• [SET TASK]:
Everything from the line that holds "of the plastic" through the end of the data below should be output exactly, both ends included.

• [RECORDS SHOWN]:

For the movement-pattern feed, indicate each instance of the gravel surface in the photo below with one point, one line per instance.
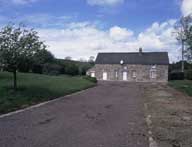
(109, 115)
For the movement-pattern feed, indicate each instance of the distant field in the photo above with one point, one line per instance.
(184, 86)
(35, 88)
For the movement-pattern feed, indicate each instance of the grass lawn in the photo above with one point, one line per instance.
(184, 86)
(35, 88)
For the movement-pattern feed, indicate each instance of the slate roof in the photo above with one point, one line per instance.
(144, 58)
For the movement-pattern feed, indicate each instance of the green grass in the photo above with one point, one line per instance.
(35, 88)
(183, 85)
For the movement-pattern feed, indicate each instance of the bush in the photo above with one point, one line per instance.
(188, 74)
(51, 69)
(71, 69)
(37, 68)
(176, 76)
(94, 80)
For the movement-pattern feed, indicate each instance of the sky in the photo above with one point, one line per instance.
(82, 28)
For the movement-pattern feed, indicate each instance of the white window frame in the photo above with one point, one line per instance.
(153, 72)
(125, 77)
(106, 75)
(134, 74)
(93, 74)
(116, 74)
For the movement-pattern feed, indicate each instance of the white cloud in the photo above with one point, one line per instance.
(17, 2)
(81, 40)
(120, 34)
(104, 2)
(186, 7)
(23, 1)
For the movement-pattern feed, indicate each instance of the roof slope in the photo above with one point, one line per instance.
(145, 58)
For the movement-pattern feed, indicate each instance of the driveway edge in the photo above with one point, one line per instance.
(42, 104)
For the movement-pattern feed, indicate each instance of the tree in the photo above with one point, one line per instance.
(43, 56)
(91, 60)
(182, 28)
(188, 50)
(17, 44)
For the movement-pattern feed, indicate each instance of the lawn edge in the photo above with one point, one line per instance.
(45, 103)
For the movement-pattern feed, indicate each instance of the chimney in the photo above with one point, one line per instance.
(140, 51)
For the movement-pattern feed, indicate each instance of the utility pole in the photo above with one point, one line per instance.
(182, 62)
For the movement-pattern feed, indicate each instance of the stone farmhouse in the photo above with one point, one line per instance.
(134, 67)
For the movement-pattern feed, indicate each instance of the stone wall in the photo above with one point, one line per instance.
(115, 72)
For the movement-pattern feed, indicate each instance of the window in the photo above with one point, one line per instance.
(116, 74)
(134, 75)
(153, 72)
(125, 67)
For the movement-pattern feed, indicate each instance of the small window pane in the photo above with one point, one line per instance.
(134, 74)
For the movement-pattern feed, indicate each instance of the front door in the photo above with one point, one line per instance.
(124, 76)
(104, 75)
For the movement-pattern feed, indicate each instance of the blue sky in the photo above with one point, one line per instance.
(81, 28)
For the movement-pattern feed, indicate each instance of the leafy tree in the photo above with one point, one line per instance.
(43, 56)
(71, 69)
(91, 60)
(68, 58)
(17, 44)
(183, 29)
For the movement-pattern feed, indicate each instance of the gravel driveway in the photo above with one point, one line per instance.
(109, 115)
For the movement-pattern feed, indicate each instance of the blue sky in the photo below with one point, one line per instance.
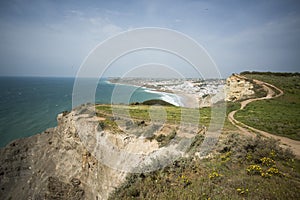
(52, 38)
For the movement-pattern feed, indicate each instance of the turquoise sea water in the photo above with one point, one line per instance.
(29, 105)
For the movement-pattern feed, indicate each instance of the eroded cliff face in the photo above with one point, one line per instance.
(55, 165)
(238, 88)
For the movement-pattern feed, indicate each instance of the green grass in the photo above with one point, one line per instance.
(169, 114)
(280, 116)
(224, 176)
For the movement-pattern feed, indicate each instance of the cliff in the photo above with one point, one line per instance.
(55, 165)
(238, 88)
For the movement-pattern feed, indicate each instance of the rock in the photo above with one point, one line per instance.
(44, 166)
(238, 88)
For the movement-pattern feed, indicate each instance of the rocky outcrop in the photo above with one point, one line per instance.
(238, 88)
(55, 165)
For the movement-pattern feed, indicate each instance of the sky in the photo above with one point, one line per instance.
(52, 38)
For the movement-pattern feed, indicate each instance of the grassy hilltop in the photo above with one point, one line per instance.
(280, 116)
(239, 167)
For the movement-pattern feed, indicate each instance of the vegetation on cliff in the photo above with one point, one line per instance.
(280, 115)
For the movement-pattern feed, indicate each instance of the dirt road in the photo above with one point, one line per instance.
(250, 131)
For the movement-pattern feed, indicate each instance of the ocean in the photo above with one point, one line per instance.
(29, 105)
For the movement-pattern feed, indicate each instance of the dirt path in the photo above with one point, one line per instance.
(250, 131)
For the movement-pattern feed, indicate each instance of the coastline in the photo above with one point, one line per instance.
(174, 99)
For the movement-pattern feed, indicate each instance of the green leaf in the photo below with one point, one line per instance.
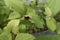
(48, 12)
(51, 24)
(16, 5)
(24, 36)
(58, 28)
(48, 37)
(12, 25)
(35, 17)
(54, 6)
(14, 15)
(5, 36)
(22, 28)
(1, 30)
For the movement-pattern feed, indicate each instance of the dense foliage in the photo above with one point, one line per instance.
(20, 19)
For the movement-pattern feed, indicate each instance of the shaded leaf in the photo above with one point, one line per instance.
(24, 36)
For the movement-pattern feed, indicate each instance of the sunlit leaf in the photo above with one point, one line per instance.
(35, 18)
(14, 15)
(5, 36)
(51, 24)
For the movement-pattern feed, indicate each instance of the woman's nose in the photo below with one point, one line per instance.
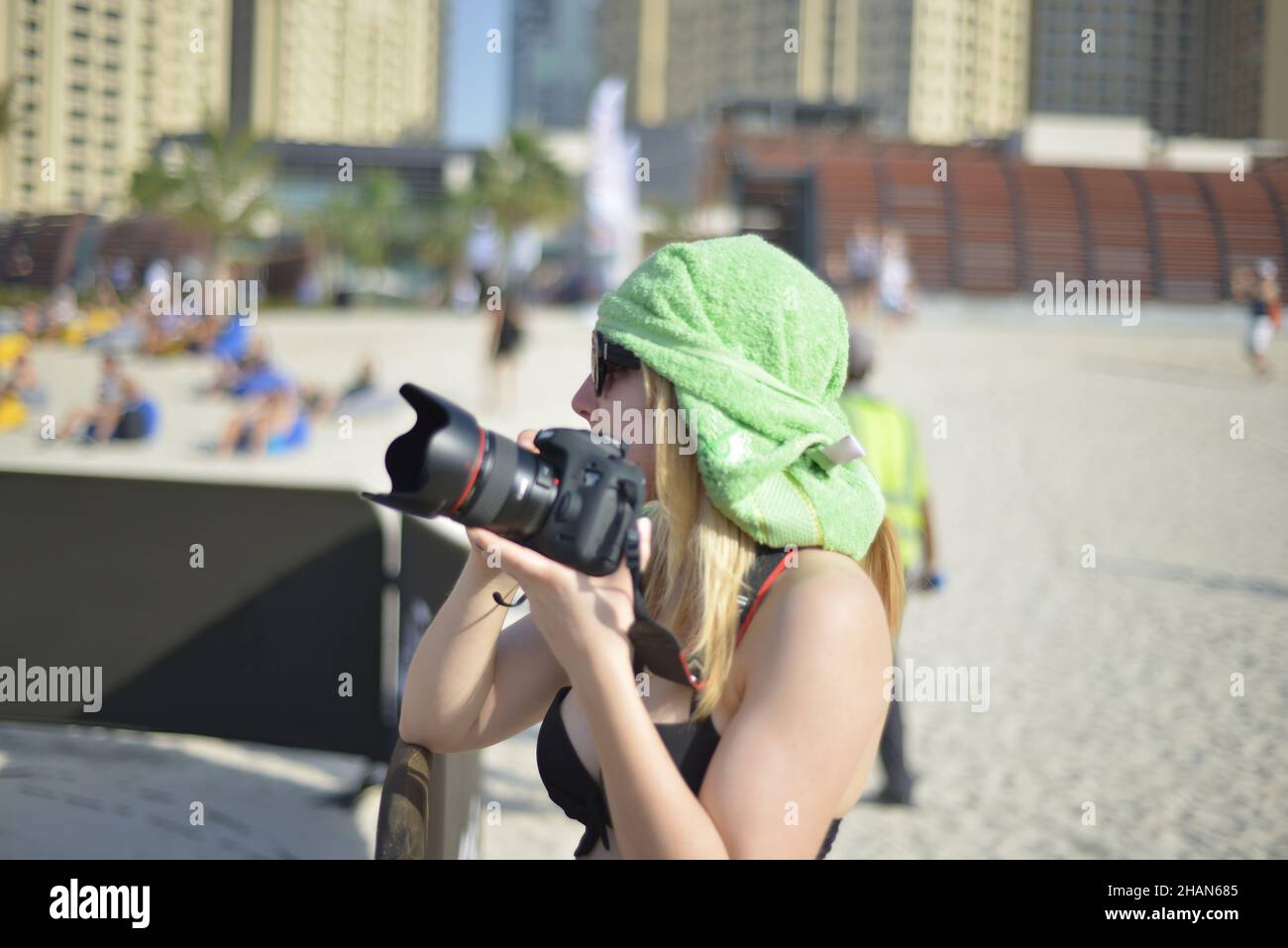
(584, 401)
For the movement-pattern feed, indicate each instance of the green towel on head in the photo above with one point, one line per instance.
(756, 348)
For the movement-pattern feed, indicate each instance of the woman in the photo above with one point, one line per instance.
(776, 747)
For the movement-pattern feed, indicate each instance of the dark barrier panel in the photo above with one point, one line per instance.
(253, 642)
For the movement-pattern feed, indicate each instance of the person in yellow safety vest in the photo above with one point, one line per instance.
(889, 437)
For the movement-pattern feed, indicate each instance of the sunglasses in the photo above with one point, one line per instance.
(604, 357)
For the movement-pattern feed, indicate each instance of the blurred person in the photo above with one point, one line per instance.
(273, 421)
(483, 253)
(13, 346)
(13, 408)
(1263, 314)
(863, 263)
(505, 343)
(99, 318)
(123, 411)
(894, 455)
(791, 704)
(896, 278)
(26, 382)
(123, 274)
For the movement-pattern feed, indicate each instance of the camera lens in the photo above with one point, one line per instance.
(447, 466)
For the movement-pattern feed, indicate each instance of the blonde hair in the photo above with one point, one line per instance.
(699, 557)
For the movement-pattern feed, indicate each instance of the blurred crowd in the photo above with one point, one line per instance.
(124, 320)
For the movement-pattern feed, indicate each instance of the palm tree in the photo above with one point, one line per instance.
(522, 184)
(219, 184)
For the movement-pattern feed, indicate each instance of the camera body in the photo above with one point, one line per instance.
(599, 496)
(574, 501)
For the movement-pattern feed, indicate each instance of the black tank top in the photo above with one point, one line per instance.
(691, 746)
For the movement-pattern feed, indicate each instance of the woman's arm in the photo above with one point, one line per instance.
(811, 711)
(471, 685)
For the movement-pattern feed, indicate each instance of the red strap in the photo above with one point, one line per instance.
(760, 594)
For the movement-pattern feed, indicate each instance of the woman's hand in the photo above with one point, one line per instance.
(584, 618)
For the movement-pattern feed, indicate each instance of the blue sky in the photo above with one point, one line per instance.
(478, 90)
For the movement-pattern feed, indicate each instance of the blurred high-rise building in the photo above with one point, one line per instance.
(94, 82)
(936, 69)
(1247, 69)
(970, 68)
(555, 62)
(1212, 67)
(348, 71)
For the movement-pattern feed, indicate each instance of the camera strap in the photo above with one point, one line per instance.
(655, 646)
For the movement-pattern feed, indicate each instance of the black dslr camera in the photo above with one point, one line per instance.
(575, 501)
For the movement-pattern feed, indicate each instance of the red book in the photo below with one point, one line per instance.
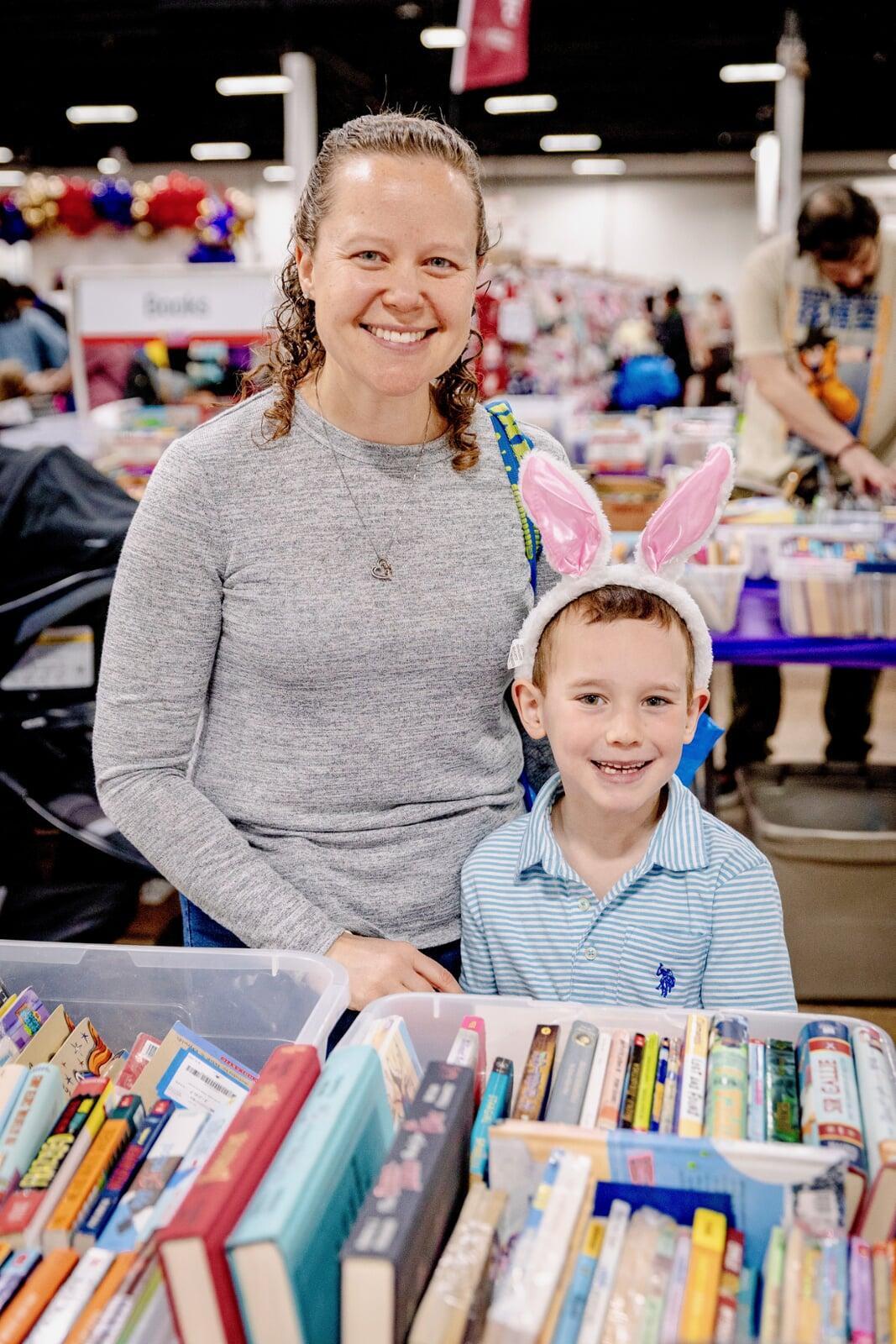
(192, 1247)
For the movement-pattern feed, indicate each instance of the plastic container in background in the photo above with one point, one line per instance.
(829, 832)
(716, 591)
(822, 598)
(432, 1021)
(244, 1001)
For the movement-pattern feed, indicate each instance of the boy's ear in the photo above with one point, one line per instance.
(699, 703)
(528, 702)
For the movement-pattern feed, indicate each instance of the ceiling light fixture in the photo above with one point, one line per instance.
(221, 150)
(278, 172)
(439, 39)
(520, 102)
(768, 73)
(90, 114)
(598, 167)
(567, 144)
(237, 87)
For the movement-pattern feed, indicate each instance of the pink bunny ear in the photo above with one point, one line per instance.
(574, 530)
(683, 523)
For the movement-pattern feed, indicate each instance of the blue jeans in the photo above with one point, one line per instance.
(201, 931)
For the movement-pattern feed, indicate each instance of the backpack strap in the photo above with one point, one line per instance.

• [EXERCISE SOLUTION]:
For the movement-pattern feed, indicate each instance of the plastic container in background in the photo above with one point, one line per instance.
(829, 832)
(716, 591)
(822, 598)
(432, 1021)
(244, 1001)
For the movement-pattern feed, indicate each instance of the boy's ear in the photo above with one point, one line per instance.
(699, 703)
(528, 702)
For the movement-pattern feed, indicate each instance of the ceiling light fixture in the photo above with one point, one line per instance.
(221, 150)
(278, 172)
(439, 39)
(520, 102)
(768, 73)
(90, 114)
(598, 167)
(567, 144)
(237, 87)
For the movement-pattern feed, indicate each instance of the pink bunny ear in the photo above with one point, one line per instance.
(574, 530)
(683, 523)
For the movement-pattern feed, indicate each instance of the blue jeans in the photo above with one point, one line per instance.
(201, 931)
For the movement-pattern feed, indicate each instance of the backpack strap in the photo above with one point, one line per instance.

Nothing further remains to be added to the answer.